Available records.

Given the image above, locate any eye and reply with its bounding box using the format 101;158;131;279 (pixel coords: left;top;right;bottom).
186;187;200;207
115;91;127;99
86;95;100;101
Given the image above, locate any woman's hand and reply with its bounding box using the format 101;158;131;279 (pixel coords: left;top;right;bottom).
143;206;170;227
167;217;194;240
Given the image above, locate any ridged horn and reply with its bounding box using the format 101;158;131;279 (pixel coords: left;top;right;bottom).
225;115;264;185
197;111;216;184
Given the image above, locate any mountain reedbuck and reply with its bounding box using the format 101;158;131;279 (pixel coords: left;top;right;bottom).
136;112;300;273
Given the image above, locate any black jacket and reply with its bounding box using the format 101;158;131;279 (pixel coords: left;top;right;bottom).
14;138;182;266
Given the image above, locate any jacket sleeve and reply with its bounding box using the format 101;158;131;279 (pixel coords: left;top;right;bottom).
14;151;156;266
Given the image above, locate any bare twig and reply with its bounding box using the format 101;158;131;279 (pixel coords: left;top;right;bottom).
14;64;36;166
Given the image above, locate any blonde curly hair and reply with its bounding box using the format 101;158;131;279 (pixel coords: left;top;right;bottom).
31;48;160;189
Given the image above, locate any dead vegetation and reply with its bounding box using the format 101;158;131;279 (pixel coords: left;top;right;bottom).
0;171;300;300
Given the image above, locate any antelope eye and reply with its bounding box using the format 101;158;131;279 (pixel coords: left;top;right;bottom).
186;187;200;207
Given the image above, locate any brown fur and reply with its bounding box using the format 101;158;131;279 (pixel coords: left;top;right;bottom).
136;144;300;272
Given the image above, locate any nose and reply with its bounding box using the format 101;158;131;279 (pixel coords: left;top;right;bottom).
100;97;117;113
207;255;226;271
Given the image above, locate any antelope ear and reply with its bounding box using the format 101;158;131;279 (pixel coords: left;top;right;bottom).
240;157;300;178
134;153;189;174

Instruction. Reproduce all of the records above word for word, without changing any character.

Response to the exercise.
Given the image above, locate any eye and reply with its bounding box using the format 101;158;131;279 (pixel coords: left;top;right;bottom).
186;187;200;207
115;91;127;99
86;95;100;101
Given the image above, locate any woman's hand and reply with its bounding box using the format 101;158;131;279 (pixel coords: left;top;right;bottom).
143;206;170;227
167;217;194;240
Given the image above, locate any ridged horn and reply with its bounding box using the format 101;158;131;279 (pixel coords: left;top;right;bottom).
225;115;264;185
197;111;216;184
Given the image above, locate any mountain reedbuck and reply with its bounding box using the format 101;158;131;279 (pixel coords: left;top;right;bottom).
136;112;300;273
Given the image above, locate any black jacket and reply with its bounding box using the format 101;158;131;279 (pixel coords: left;top;right;bottom).
14;138;182;266
Given the image above, locate any jacket sleeve and reply with its bounding box using the format 101;158;131;279 (pixel coords: left;top;right;bottom).
14;151;156;266
Given the image above, locate any bare twig and reply with its bounding box using the format 101;158;131;279 (pixel coords: left;top;right;bottom).
14;64;36;166
Given the image above, locate any blonde curly hair and reply with its bounding box using the format 101;158;131;279 (pixel coords: left;top;right;bottom).
31;48;160;189
Given the image above, locate any dead vegetation and reply with its bounding box using the format 101;158;131;279 (pixel coords: left;top;right;bottom).
0;171;300;300
Given the image above, locate any antelope eye and reply with its bounding box using the format 101;158;131;279 (pixel coords: left;top;right;bottom).
186;187;200;207
Given the image above, locate any brown fur and reply with its bounding box using the format 101;158;131;279 (pixel coords: left;top;right;bottom).
136;144;300;272
Given the image above, locate any nose and reply with its bounding box using the format 101;158;131;279 (pixel coords: left;top;right;bottom).
100;97;117;113
207;255;226;271
Given the image above, locate any antelope ear and reply with its bounding box using the format 101;158;131;279 (pixel coords: left;top;right;bottom).
240;157;300;178
134;153;189;174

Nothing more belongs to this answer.